Becoming dissatisfied with this arrangement, the vendor filed a bill in the Circuit Court of the United States for Louisiana against the two citizens of Mississippi to set aside the agreement as having been improperly procured and to restore him to his rights under the original sale.
All the six persons with whom the second arrangement was made were endorsers upon the notes originally given by the vendee for the purchase money under the sale.
The four parties to the compromise, who resided in Louisiana, not being suable in the circuit court of that state, and their presence, as defendants, being necessary, the court could not rescind the contract as to two, and allow it to stand as to the other four. Consequently it could not pass a decree, as prayed.
Neither the act of Congress of 1839, 5 Stat. 321, § 1, nor the 47th rule for the equity practice of the circuit courts enables a circuit court to make a decree in equity in the absence of an indispensable party whose rights must necessarily be affected by such decree.
The cases upon this point, the statute, and the rule examined.
The bill should have been dismissed.
The two Mississippi defendants answered.
The bill insisted that the compromise was made in good faith, and one of them filed a cross-bill against the vendor to compel him to carry it out.
This cross-bill was also defective as to parties, the other sureties and the vendee having an interest in the subject, so that, without their presence, no decree could be made.
The vendor then filed a petition by way of amended bill stating his willingness to carry out the compromise upon certain conditions, which he prayed the court to enforce.
The court then passed an order that unless the two Mississippi defendants should, before a day named, file a cross-bill and make all the Louisiana parties defendants, the vendor might proceed upon his prayer to rescind the compromise as far as the two Mississippi parties were concerned.

+ + + +

(Goal):
Reproduce word for word the part of the case summary that opens with the words containing "The two Mississippi defendants answered." and closes with "could be made.".

(Provided material):

+ + + +

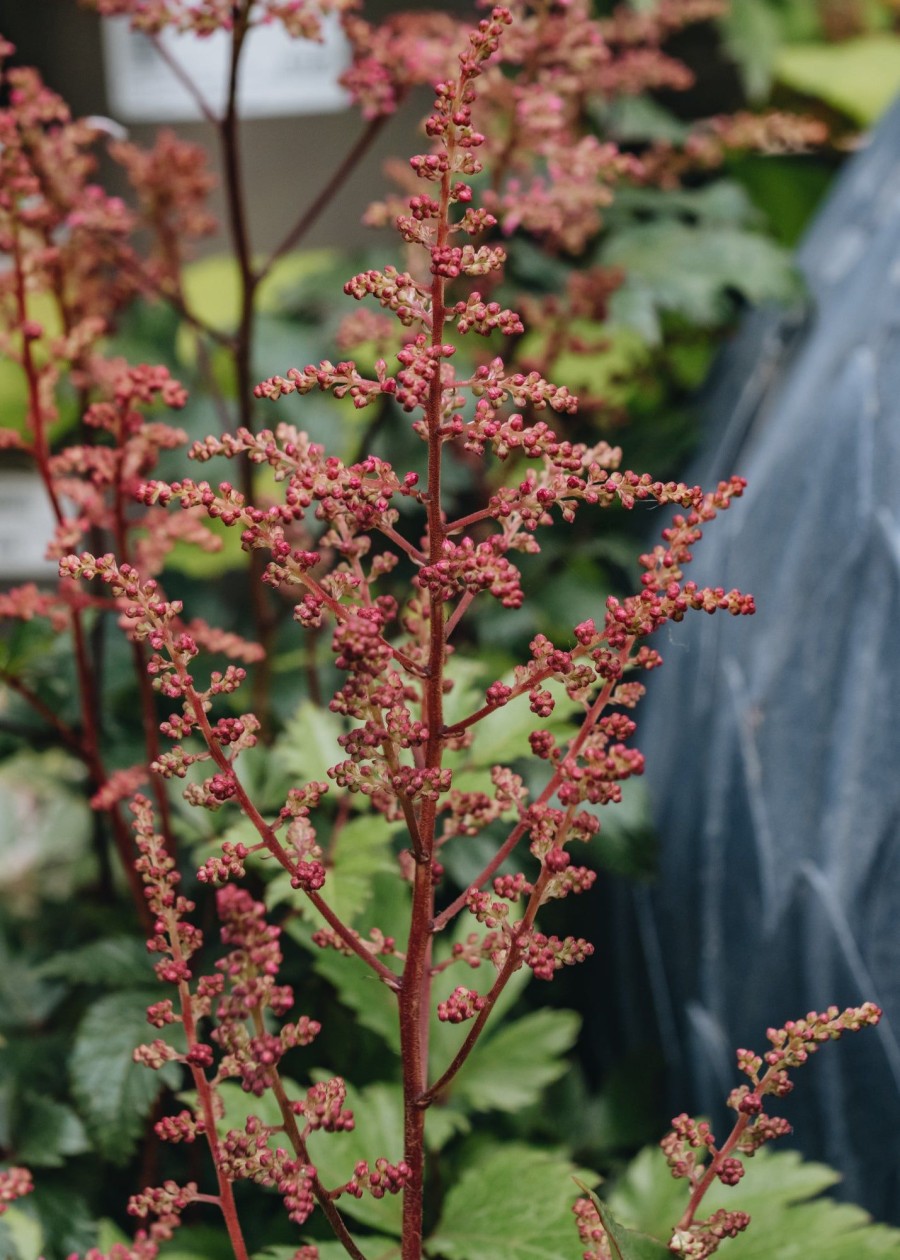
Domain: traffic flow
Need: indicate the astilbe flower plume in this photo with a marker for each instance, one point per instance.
(329, 544)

+ + + +

(Full response):
The two Mississippi defendants answered.
The bill insisted that the compromise was made in good faith, and one of them filed a cross-bill against the vendor to compel him to carry it out.
This cross-bill was also defective as to parties, the other sureties and the vendee having an interest in the subject, so that, without their presence, no decree could be made.